Document:
[START]

You can picture if there’s no room for them in the cataloma, the inns, these common rooms of the houses in Bethlehem, and Mary’s needing to deliver her child, this would be an ideal place to resort to to bear her child, something like this. And we’re used to seeing wooden mangers, but you’re seeing here in Bethlehem, there’s stone everywhere, a lot of stone.
Yeah, the the French word magered literally means just to eat. So a manger is a it’s a feeding trough and stone is an overabundance. You just carve it out and you put the food in. So that the animals that always happens to eat. But extremely humble circumstances, but absolutely sufficient for what they needed.
Yeah. And the other element here, if you can picture if Mary has given birth to this newborn Son of God and the shepherds come to see that baby, I can picture this incredible scene where they come in and see the little babe lying in a manger with Mary and Joseph hare in a cave in this stable. What a beautiful setting.
Which would be familiar to them.
Very familiar to them.
They would be spending evenings in places like this so that they could also have protection from the weather elements, even.
Sometimes bringing their own sheep, bringing their animals in. Yes.
Which is easy to protect. You saw that small opening we came through. Very easy to protect that. So the animals are protected. So here is baby Jesus being protected.

[END]

Recorded information:
[START]

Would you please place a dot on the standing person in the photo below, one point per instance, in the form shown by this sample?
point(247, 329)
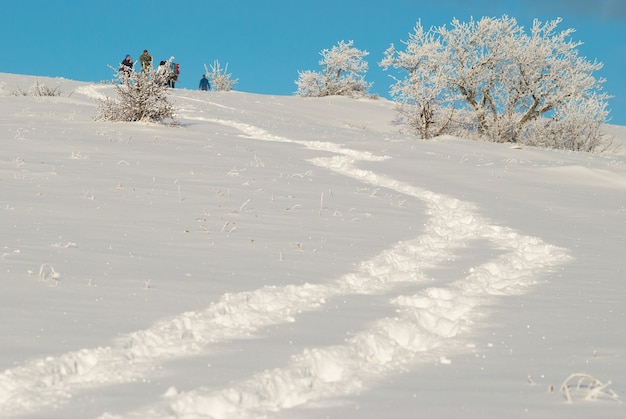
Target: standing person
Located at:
point(146, 60)
point(204, 83)
point(174, 76)
point(126, 66)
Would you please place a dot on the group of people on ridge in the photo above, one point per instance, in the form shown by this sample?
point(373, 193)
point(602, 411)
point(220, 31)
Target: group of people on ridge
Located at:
point(165, 74)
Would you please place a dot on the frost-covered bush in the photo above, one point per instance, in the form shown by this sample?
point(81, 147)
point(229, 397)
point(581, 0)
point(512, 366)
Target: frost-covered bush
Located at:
point(490, 79)
point(141, 96)
point(222, 81)
point(38, 89)
point(343, 73)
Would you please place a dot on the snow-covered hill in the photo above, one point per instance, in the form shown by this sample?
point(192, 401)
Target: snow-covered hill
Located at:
point(288, 257)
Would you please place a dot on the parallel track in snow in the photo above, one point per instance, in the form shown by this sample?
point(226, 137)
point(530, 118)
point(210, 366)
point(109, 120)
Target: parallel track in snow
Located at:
point(426, 326)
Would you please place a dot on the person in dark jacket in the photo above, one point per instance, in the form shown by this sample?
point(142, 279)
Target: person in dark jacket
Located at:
point(204, 83)
point(146, 60)
point(126, 66)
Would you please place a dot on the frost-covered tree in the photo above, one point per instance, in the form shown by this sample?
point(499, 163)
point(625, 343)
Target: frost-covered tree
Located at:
point(343, 73)
point(506, 85)
point(222, 81)
point(141, 96)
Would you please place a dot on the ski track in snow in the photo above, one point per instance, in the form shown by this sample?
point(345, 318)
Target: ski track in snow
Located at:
point(424, 328)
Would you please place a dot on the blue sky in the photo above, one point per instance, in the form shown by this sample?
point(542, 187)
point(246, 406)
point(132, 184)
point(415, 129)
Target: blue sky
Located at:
point(266, 42)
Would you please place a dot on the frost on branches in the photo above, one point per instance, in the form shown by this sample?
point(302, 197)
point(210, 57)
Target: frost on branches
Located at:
point(222, 81)
point(491, 80)
point(140, 97)
point(343, 74)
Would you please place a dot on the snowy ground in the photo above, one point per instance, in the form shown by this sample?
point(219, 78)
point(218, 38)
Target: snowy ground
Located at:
point(285, 257)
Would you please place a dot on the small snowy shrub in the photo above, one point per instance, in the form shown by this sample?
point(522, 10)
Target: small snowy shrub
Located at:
point(222, 81)
point(505, 84)
point(38, 89)
point(140, 97)
point(343, 74)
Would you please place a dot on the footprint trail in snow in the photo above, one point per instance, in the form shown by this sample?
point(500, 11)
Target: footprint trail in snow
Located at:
point(424, 328)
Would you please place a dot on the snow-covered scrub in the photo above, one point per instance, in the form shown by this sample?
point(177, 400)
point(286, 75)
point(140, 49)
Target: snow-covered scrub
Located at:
point(222, 79)
point(343, 73)
point(492, 80)
point(37, 89)
point(140, 96)
point(289, 257)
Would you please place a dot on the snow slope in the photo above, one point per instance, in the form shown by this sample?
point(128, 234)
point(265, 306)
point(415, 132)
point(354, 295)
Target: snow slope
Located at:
point(300, 258)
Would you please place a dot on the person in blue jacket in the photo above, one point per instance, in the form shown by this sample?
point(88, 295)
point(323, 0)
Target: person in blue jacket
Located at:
point(204, 83)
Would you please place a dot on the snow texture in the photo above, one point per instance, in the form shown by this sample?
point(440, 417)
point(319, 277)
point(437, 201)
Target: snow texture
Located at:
point(300, 257)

[END]

Directives:
**A.** Reproduce the passage on the Bethlehem stable starting at "Which is easy" and ending at "Jesus being protected.".
**B.** In the passage on the Bethlehem stable, what is a manger said to be?

Full answers:
**A.**
Which is easy to protect. You saw that small opening we came through. Very easy to protect that. So the animals are protected. So here is baby Jesus being protected.

**B.** A feeding trough.